• _Task to carry out_
Without the pictures, reproduce the records that follow exactly.

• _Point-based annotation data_
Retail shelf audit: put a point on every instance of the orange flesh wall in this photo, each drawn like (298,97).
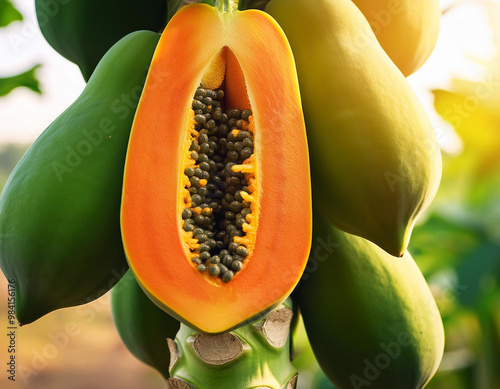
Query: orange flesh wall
(247,55)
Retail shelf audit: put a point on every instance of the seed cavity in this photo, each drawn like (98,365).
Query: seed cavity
(219,186)
(218,349)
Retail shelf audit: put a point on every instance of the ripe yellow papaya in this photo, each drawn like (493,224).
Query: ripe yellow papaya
(406,29)
(60,236)
(371,318)
(143,327)
(227,171)
(375,161)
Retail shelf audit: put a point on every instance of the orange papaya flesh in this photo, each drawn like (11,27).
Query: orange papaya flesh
(245,57)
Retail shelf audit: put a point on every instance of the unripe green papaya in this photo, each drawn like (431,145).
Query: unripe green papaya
(375,161)
(83,30)
(255,355)
(371,318)
(407,30)
(143,327)
(60,236)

• _Task answer_
Retail shelf audit: put a point on every instance of the orange flesh wall in this photo, each drawn like (298,97).
Query: orange flesh wall
(247,55)
Retail shelf audit: put a point on every instance of the seed cavity in this photo, each drawn like (98,365).
Query: seed cavity
(219,186)
(218,349)
Retail shelf audit: put a point on every instance of the ripe yellow papaya in this photo, each drawn like (493,224).
Query: ripe yellow papaya
(406,29)
(60,236)
(371,318)
(143,327)
(227,171)
(375,161)
Retail shelf audit: put a point on every instance of the orange papaya flesh in this photo, each drawn like (11,27).
Query: orange papaya flesh
(245,57)
Retail shelf audit: put a point on every instance of the unripe green papaya in this photo, each drawn like (431,145).
Query: unripe green papaya
(375,161)
(83,30)
(255,355)
(371,318)
(407,30)
(143,327)
(60,236)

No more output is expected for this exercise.